STATED PROBLEM =
Render the listing below as a numbered list, omitting any blank lines and leaving the pictures out of your answer.

SUPPLIED ENTRIES =
+++

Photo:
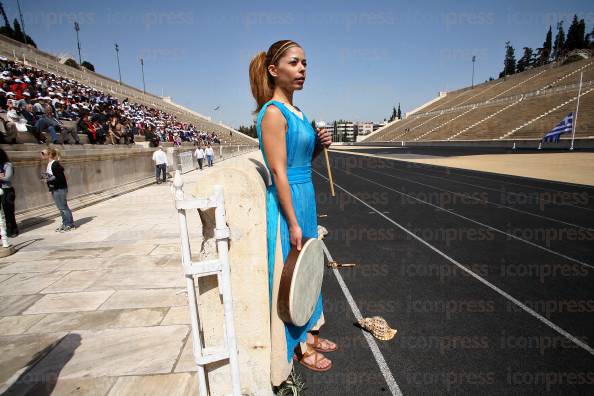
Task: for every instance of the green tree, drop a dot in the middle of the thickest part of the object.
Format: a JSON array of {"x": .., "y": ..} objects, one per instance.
[
  {"x": 575, "y": 35},
  {"x": 544, "y": 53},
  {"x": 15, "y": 33},
  {"x": 509, "y": 64},
  {"x": 393, "y": 115},
  {"x": 525, "y": 61}
]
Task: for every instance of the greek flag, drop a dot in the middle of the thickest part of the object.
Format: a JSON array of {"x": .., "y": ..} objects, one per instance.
[{"x": 563, "y": 127}]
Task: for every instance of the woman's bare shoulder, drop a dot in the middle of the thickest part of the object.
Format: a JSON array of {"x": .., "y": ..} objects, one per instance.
[{"x": 273, "y": 116}]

+++

WORKED SOLUTION =
1. Photo:
2. Task: for every instance of the green tree, drop a dot in the middle of the thickest part of the object.
3. Format: a JSON array of {"x": .., "y": ..} objects, one per instance.
4. [
5.   {"x": 575, "y": 35},
6.   {"x": 544, "y": 53},
7.   {"x": 15, "y": 33},
8.   {"x": 509, "y": 64},
9.   {"x": 393, "y": 115},
10.   {"x": 525, "y": 61}
11. ]
12. Task: for every instance of the greek flag, drop a dot in the middle of the thickest part of the object.
13. Format: a JSON array of {"x": .., "y": ..} objects, one per instance.
14. [{"x": 563, "y": 127}]
15. Task: for every instance of the woman's bare shoulder, drop a dot in the middle of the thickest part of the object.
16. Format: a JSON array of {"x": .., "y": ..} objects, one per instance.
17. [{"x": 273, "y": 116}]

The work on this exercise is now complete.